[[ Records shown open ]]

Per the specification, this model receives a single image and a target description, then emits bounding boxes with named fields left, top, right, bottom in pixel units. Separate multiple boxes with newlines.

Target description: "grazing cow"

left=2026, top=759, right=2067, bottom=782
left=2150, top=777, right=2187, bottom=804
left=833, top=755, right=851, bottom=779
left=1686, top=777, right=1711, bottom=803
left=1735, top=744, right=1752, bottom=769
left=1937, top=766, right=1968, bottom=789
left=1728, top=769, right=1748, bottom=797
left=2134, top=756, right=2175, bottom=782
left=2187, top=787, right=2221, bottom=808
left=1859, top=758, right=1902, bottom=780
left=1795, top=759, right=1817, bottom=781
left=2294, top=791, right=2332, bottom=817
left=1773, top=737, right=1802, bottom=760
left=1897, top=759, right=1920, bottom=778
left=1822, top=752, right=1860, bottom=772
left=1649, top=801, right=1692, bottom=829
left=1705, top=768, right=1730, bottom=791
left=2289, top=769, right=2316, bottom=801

[[ Records shown closed ]]

About this exercise:
Output the entries above exactly, please, with nothing dropped.

Exercise output:
Per the specification, this model receives a single image and a target description, then emits bounding boxes with named fields left, top, right, bottom in pixel units. Separate multiple boxes with newlines.

Target description: "grazing cow"

left=2026, top=759, right=2067, bottom=782
left=2150, top=777, right=2187, bottom=804
left=833, top=755, right=851, bottom=779
left=1686, top=777, right=1711, bottom=803
left=1735, top=744, right=1752, bottom=769
left=1937, top=766, right=1968, bottom=789
left=1728, top=769, right=1748, bottom=797
left=2134, top=756, right=2175, bottom=782
left=2187, top=787, right=2221, bottom=808
left=1859, top=758, right=1902, bottom=780
left=1795, top=759, right=1817, bottom=781
left=2294, top=791, right=2332, bottom=817
left=1773, top=737, right=1802, bottom=760
left=1897, top=759, right=1920, bottom=778
left=1822, top=752, right=1860, bottom=772
left=1649, top=801, right=1692, bottom=829
left=1705, top=768, right=1730, bottom=791
left=2289, top=769, right=2316, bottom=801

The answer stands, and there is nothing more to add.